### Exercise details
Reproduce the lines below from the one that contains "written like (101,143)." through the end, inclusive, and add nothing.

### Items
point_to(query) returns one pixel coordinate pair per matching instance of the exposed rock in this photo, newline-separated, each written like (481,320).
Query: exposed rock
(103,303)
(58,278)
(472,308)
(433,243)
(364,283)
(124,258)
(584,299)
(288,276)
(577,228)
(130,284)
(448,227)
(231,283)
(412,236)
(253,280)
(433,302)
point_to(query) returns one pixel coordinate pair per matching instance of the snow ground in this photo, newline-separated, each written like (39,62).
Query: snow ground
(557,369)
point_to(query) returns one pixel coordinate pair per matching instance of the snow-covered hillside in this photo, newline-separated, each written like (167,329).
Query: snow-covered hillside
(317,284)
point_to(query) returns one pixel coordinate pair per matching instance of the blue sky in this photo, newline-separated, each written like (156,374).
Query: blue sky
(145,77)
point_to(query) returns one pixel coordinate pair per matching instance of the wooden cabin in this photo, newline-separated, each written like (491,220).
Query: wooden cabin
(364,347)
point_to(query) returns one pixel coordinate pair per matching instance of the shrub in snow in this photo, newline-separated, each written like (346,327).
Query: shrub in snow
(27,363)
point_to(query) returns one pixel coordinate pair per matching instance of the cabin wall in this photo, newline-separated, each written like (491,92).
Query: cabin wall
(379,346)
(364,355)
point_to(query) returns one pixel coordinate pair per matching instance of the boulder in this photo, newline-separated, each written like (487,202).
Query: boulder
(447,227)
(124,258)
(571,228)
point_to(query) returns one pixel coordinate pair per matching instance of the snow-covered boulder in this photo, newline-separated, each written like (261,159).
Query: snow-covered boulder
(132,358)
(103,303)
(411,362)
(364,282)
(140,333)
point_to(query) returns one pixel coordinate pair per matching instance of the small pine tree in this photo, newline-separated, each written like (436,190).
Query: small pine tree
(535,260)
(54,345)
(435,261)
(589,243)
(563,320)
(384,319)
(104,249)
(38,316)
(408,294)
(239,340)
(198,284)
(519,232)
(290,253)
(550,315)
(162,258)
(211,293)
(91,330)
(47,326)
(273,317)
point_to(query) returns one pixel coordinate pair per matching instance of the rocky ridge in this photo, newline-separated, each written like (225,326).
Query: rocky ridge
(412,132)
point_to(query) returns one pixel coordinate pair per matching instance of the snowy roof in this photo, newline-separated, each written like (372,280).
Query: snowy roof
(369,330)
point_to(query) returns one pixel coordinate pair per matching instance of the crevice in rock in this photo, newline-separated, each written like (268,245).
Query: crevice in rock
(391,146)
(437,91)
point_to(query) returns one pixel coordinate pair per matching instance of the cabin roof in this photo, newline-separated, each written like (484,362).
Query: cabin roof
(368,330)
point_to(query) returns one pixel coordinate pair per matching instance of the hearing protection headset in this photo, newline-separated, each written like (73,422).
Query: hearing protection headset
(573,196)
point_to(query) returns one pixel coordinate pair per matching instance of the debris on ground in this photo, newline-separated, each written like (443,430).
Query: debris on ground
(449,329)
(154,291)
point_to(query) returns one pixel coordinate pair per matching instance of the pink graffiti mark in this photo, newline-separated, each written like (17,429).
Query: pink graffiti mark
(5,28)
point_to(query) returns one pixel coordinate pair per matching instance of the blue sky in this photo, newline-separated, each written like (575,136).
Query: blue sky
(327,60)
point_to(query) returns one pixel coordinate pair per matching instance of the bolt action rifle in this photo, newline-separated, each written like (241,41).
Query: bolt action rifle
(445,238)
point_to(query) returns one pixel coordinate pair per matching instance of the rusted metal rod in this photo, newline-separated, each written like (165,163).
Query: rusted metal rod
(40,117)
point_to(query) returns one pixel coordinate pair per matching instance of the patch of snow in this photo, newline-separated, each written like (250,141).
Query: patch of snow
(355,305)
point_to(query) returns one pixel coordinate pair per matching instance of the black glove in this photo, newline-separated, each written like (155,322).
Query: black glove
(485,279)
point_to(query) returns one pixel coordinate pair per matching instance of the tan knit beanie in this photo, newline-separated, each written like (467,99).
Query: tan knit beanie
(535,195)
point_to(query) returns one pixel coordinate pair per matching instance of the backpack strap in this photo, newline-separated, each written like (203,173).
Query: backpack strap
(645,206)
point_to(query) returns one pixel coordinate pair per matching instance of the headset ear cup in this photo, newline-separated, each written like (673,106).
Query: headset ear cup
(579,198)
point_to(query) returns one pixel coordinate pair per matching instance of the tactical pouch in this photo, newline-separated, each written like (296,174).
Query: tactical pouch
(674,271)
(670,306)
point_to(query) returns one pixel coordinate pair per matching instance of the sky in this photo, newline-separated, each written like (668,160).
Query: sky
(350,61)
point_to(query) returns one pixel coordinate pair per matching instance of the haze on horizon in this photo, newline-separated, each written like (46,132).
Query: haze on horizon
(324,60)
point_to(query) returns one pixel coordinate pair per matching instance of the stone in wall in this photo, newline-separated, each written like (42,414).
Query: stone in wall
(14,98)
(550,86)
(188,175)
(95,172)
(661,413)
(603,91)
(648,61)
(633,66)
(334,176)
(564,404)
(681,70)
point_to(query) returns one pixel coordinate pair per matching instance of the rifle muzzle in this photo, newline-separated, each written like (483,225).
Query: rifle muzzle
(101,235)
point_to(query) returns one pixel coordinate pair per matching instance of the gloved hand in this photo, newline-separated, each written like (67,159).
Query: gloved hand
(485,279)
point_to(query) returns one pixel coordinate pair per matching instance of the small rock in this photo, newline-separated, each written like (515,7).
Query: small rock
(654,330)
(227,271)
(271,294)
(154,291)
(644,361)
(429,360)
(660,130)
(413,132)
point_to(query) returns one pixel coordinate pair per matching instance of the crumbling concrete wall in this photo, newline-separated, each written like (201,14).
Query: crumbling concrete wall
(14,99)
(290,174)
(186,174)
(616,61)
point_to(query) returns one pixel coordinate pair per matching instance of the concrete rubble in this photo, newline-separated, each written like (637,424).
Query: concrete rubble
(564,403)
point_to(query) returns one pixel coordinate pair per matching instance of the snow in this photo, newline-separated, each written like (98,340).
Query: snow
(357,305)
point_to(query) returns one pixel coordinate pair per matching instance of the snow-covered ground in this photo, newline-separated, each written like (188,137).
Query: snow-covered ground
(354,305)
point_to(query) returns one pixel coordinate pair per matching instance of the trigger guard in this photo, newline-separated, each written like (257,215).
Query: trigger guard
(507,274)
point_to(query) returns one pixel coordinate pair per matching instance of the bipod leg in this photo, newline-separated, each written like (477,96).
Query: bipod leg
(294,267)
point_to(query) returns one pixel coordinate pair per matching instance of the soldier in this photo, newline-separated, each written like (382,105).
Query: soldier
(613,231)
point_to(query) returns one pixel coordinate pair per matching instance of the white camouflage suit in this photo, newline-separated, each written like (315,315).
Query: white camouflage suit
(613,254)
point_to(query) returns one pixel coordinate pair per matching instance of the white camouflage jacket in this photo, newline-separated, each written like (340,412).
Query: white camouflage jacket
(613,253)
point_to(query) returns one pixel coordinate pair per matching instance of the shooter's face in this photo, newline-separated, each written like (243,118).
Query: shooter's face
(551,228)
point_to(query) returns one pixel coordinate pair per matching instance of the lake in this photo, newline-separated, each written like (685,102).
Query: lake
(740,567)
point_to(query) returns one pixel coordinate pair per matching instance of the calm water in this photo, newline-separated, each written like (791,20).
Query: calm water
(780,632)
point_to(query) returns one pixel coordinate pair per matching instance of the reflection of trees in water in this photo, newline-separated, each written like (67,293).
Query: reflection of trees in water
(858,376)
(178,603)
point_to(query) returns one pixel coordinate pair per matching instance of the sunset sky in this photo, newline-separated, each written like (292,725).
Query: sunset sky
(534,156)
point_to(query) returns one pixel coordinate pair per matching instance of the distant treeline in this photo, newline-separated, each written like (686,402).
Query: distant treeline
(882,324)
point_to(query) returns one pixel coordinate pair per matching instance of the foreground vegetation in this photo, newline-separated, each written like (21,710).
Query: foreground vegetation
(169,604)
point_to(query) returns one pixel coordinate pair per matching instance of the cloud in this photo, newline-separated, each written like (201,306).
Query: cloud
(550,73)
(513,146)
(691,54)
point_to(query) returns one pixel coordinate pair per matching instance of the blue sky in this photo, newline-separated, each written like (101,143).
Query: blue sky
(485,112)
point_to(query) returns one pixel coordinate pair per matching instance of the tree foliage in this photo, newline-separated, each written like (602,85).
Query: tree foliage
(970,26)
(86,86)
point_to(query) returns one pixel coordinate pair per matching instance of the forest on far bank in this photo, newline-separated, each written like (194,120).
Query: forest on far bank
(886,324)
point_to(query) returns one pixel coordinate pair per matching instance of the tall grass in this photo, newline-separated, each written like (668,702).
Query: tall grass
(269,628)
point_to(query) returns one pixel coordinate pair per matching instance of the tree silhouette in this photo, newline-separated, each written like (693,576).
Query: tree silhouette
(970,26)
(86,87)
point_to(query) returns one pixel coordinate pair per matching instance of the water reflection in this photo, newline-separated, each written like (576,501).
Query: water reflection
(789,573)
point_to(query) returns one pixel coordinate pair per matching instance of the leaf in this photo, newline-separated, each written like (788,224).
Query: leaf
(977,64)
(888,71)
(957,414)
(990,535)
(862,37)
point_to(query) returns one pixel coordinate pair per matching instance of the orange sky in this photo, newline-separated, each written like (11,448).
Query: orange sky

### The reply
point_to(query) returns one pixel coordinate pair per matching instance of the blue sky in this photo, newline-separated, each written like (101,143).
Query: blue sky
(485,112)
point_to(query) returns one pixel coordinate pair per matching instance of the tree foliage in this photo, newline-separated, each written like (602,85).
Query: tree foliage
(970,26)
(86,86)
point_to(query) returns one pixel coordinate pair per matching instance of the forest on far bank in this photo, newline-separated, each written like (194,120).
Query: forest on far bank
(886,324)
point_to(query) returns one pixel coordinate pair per matching instance of the tall grass in this photo, newline-separated, each written like (668,702).
Query: tall grass
(269,628)
point_to(query) returns one pixel coordinate pair per matching instance of the tree silhouette in this photo, newline-separated, each written like (693,576).
Query: tree silhouette
(970,26)
(86,87)
point_to(query) returns one pixel coordinate pair per matching instance of the water reflection in this photo, newline-separated, each written like (576,501).
Query: water reflection
(789,573)
point_to(query) returns one pixel coordinate pair per matching instance of the leaf in this photo, newline-separated, each written like (788,224).
Query: leaf
(977,64)
(888,71)
(957,414)
(990,535)
(862,37)
point_to(query) returns one pixel coordinate pair per matching instance of the orange sky in this photo, newline-separated, each written like (11,448).
Query: orange sky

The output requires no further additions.